Fino al 1924 il judo resterà confinato nell'ambito militare, allorquando fu costituita la FILG, Federazione Italiana lotta giapponese, assorbita poi nel '31 dalla FIAP, Federazione Italiana atletica pesante, e quindi nel '74 dalla FILPJ, Federazione Italiana lotta pesi judo, che a sua volta, inglobando anche il karate, cambierà denominazione in FILPJK nel 1995; infine nel luglio del 2000 l'Assemblea nazionale decide di scindere la federazione in FIJLKAM, Federazione Italiana Judo Lotta Karate Arti Marziali, e FIPCF ,Federazione Italiana Pesistica e Cultura Fisica.
Particolare merito spetta, per la divulgazione in Italia del Judo e alla sua organizzazione federale, dapprima al Maestro Emerito Tommaso Betti Berutto, padre di tutti i judoka italiani e al suo libro "da cintura bianca a cintura nera" e all'Avv. Augusto Ceracchini, pioniere della disciplina, per cinque volte campione d'Italia, grande organizzatore ed uomo dotato di eccezionale carisma. A lui, scomparso prematuramente si deve l'Istituzione, negli anni 70, dell'Accademia Nazionale Italiana judo, per la formazione degli insegnanti tecnici.

#### Esercizio 1
Ricopia identiche le righe riportate più sotto, dalla prima fino a quella che contiene "[[[261,6],[60,36],[55,78],[259,54]]]", entrambe incluse.
Le righe non hanno alcun legame con il brano sul judo in Italia.

#### Dati registrati
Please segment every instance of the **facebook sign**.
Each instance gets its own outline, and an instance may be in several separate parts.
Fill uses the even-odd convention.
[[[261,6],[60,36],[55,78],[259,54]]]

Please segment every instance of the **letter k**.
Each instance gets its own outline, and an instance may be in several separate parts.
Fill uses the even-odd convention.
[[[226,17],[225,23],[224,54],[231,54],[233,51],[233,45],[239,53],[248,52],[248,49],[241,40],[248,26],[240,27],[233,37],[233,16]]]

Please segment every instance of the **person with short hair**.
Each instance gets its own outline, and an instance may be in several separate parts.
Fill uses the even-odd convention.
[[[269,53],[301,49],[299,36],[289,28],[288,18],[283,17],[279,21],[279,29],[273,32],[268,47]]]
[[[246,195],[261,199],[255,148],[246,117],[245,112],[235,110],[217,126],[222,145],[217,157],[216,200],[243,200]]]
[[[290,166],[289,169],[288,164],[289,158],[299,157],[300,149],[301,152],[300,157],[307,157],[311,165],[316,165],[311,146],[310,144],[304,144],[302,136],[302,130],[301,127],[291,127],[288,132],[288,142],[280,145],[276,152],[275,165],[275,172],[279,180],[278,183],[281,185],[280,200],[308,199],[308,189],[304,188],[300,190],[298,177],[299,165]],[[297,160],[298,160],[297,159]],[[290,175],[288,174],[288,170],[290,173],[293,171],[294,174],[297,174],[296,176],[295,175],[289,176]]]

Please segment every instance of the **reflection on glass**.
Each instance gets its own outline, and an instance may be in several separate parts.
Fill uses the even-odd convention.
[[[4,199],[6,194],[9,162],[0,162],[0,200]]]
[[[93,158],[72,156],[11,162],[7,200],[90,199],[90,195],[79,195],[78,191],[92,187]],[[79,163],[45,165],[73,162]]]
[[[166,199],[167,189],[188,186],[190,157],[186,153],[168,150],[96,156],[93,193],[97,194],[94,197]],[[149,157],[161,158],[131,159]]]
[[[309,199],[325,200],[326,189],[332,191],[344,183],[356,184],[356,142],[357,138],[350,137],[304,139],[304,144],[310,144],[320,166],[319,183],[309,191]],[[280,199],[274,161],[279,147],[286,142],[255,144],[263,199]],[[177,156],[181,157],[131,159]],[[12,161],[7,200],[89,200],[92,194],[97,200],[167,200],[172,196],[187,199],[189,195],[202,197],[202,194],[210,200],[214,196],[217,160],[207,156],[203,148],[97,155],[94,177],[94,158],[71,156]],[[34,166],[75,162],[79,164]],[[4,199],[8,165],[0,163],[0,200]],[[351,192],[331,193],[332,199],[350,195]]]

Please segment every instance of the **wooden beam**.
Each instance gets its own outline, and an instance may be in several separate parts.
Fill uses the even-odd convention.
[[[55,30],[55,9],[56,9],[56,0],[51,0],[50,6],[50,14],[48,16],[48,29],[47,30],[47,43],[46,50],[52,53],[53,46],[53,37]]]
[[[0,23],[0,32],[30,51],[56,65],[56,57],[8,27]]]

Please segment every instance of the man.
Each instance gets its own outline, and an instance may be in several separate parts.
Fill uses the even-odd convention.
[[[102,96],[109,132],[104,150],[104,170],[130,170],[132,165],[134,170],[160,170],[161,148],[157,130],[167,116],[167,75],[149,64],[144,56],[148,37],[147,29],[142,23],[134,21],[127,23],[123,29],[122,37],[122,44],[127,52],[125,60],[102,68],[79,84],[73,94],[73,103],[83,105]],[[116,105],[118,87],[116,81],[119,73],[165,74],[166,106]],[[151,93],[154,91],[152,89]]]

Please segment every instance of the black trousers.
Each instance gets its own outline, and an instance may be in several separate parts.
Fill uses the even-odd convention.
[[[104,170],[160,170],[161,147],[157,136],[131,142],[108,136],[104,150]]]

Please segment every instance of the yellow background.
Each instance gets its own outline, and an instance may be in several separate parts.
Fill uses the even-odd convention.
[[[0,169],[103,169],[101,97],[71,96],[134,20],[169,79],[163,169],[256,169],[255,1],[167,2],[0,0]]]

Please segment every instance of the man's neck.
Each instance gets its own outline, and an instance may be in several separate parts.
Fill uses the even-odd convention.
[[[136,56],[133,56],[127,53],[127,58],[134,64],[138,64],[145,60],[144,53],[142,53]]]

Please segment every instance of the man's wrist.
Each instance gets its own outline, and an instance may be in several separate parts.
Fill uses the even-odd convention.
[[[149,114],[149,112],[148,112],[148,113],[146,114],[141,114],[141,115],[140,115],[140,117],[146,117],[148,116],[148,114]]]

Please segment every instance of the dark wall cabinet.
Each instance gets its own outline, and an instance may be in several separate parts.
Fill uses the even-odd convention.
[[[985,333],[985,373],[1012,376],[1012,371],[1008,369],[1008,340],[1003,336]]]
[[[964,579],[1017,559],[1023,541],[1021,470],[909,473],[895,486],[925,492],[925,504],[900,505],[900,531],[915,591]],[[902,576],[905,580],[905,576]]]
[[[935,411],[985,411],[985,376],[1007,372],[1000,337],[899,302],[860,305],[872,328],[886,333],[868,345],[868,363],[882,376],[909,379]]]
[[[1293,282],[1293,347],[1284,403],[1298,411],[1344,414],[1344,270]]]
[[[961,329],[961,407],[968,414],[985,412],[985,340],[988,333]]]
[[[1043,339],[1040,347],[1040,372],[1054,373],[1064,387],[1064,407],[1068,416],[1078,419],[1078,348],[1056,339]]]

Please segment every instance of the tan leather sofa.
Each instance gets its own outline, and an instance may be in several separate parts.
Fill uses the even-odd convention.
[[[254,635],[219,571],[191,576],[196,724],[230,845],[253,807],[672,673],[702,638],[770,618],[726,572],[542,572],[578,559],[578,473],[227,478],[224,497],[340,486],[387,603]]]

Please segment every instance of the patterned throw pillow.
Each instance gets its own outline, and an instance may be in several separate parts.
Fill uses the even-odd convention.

#### Esercizio 2
Scrivi il seguito del brano sul judo in Italia, ripartendo dopo la sua ultima frase.

#### Risposta attesa 1
Please segment every instance of the **facebook sign**.
Each instance gets its own outline, and an instance may be in several separate parts.
Fill uses the even-odd convention.
[[[261,6],[60,36],[55,78],[259,54]]]

#### Risposta attesa 2
Fonti : voce "judo" da wikipedia
L'arte del karate
Karate
Karate (dal giapponese "mano vuota" o "senza armi in mano") è un'arte marziale la cui storia risale almeno al 14° secolo ad Okinawa (la prefettura più meridionale del Giappone, composta da un folto gruppo di isole, le Ryu Kyu), dove le tradizioni indigene del posto (Tōde) mescolate con quelle cinesi (Shaolin Quanfa) ed alcune influenze giapponesi (Yawara / Koryu Ju Jitsu / Bujutsu) si fusero insieme. All'inizio del 20 ° secolo, ha trovato la sua strada in Giappone e dopo la Seconda Guerra Mondiale si espanse da li in tutto il mondo.
Le tecniche del karate vengono sostanzialmente caratterizzate attraverso tecniche senza armi, in particolare da colpi di pugno e calcio, da tecniche di bloccaggio e spazzate. Vengono anche insegnate leve e proiezioni e nello studio più avanzato anche strangolamenti e colpi ai punti nervosi del corpo umano (punti di pressione o kyusho) e tecniche di difesa o di applicazioni supportate da armi del Kobudo (bastone, sai, nunchaku ... armi prese da una realtà contadina).
Nel karate viene dato molto valore alla condizione fisica del praticante, in particolare allo sviluppo dell'agilità, della forza e della resistenza aerobica. Il rafforzamento degli arti, che tra gli altri ha come obiettivo la prova della rottura (giap. Tamashiwari), resa nota dai film e dalla televisione colpendo assi o mattoni nel tentativo di romperli, è diventata un'attività meno popolare, ma ancora praticata da diverse persone.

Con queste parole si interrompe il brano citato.